Stated goal ::
Return the listing below word for word, starting at its first line and stopping after the line that contains "(1122, 850)".

Information shown ::
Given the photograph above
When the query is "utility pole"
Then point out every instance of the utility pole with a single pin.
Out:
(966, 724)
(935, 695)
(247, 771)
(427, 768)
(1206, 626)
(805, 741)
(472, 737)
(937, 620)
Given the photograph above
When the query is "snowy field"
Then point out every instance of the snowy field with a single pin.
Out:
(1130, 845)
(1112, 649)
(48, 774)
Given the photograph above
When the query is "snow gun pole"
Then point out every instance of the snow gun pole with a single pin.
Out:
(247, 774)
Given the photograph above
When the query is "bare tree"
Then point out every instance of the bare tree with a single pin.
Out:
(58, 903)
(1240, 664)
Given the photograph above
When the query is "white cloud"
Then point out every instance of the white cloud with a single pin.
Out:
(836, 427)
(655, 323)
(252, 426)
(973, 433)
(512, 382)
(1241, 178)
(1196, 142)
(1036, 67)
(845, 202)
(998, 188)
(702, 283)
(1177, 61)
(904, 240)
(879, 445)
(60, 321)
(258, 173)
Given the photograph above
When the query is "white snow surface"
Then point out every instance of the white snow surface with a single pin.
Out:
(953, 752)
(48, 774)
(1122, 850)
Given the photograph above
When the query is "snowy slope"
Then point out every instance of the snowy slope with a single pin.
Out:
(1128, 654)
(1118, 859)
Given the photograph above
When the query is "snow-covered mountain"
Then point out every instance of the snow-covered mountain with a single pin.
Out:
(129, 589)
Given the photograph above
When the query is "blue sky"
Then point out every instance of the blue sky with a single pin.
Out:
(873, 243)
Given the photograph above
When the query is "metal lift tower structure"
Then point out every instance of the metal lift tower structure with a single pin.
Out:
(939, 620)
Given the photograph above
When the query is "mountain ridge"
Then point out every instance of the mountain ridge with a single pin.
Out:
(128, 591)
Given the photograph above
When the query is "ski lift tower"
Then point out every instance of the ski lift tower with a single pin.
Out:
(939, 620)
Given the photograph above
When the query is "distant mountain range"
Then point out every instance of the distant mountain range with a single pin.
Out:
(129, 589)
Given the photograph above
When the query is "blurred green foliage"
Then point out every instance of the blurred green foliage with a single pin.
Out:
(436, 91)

Correct response ::
Given the photograph above
When the query is "utility pole"
Then point out every instance of the utility pole with a single pin.
Out:
(966, 724)
(935, 695)
(247, 771)
(427, 768)
(1206, 626)
(805, 741)
(472, 737)
(937, 620)
Given the photograph above
When the query is "snowy field"
Then point out every instance of the snowy field with a single pin.
Out:
(1130, 845)
(1112, 649)
(48, 774)
Given the photograph above
When the query is "snow gun pole"
Then point out every instance of the snow gun pole with a single pin.
Out:
(247, 774)
Given the photograph above
When the query is "bare tree"
Then point out every instance of the bare tree with a single pin.
Out:
(58, 903)
(1240, 664)
Given the photograph above
When the query is "white cloud"
Then point out every instance of the white cloud with a single pin.
Out:
(836, 427)
(655, 323)
(252, 426)
(973, 433)
(512, 382)
(1241, 178)
(1196, 142)
(1036, 67)
(845, 202)
(998, 188)
(702, 283)
(1177, 61)
(904, 240)
(879, 445)
(60, 321)
(258, 173)
Given the photograph above
When the query is "white snow surface"
Then point out every instance of the white snow surface with a single pin.
Out:
(953, 752)
(48, 774)
(1122, 850)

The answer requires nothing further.